#### Short exercise:
Pick out every line in the data below that contains the string "dark", and copy each one.

[Contour labeling items]
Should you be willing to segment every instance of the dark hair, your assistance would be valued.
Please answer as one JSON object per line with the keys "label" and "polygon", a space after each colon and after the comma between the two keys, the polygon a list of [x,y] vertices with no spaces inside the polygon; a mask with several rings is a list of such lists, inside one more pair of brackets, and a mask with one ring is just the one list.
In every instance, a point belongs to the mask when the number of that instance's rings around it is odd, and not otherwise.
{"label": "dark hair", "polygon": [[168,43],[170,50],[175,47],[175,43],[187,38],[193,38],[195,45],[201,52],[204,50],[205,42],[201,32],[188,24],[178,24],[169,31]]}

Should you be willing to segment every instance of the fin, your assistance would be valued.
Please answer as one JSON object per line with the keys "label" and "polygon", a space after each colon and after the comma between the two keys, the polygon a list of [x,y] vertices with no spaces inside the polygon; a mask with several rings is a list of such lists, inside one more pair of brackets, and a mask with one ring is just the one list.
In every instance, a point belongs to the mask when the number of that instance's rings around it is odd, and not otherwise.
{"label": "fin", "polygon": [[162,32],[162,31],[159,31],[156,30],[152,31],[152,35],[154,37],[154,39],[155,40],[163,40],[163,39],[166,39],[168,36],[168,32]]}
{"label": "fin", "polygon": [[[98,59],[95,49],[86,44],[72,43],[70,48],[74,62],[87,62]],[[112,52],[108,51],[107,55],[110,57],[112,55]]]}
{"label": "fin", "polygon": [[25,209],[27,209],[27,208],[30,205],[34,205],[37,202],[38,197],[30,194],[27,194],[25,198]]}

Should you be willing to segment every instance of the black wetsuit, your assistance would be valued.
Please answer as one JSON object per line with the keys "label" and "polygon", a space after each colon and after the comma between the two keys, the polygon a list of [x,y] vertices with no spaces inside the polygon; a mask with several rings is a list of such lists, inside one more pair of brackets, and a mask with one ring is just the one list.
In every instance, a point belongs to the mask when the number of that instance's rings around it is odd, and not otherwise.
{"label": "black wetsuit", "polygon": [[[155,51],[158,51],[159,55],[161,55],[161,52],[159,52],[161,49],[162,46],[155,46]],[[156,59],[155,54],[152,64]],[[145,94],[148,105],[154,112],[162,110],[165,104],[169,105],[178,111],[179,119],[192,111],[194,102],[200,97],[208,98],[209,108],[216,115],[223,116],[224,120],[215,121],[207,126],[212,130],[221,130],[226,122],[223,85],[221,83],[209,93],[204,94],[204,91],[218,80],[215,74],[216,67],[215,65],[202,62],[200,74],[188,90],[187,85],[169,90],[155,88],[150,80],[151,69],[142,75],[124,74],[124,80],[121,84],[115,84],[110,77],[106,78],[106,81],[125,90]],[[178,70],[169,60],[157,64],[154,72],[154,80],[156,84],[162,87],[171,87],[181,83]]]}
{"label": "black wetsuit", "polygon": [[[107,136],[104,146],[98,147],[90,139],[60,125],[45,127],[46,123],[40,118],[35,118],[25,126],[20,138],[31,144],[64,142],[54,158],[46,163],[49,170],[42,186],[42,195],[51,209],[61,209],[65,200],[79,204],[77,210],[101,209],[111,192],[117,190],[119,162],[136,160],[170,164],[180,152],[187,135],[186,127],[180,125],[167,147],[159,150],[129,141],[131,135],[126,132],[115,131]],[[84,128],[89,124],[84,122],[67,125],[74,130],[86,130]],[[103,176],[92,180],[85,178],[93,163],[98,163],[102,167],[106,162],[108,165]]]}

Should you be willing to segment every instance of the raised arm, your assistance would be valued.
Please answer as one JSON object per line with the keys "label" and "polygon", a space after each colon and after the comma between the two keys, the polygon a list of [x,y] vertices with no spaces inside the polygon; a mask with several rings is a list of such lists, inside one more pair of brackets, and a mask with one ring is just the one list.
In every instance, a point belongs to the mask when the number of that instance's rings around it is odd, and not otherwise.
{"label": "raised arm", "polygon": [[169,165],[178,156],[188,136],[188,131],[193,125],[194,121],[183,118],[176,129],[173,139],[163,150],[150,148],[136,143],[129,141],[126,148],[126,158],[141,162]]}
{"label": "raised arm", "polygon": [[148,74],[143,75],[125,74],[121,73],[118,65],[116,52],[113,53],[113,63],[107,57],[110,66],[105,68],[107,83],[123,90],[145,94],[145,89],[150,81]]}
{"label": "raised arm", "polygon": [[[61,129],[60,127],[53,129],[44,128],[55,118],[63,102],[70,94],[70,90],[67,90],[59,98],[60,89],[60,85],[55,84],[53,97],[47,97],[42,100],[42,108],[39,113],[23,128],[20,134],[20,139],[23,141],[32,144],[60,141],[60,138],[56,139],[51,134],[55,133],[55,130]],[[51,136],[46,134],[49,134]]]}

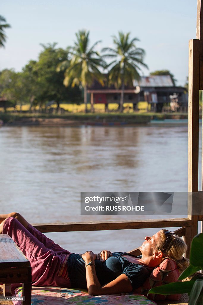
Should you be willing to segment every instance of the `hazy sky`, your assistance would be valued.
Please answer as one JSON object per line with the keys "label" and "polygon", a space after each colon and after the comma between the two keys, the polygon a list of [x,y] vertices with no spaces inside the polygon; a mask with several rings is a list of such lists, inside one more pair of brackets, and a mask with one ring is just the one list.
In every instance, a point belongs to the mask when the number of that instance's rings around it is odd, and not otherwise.
{"label": "hazy sky", "polygon": [[0,15],[12,28],[6,30],[5,49],[0,48],[0,70],[16,71],[37,59],[40,44],[72,45],[75,33],[90,31],[91,44],[113,47],[112,35],[130,32],[146,52],[149,70],[170,70],[183,85],[188,75],[188,42],[196,38],[197,1],[191,0],[1,0]]}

#### Task solution:
Should you be willing to segment every instance of the dark hair, your assistance would be valued.
{"label": "dark hair", "polygon": [[168,43],[170,50],[175,47],[175,43],[187,38],[193,38],[195,45],[201,52],[204,50],[205,42],[201,32],[188,24],[178,24],[169,31]]}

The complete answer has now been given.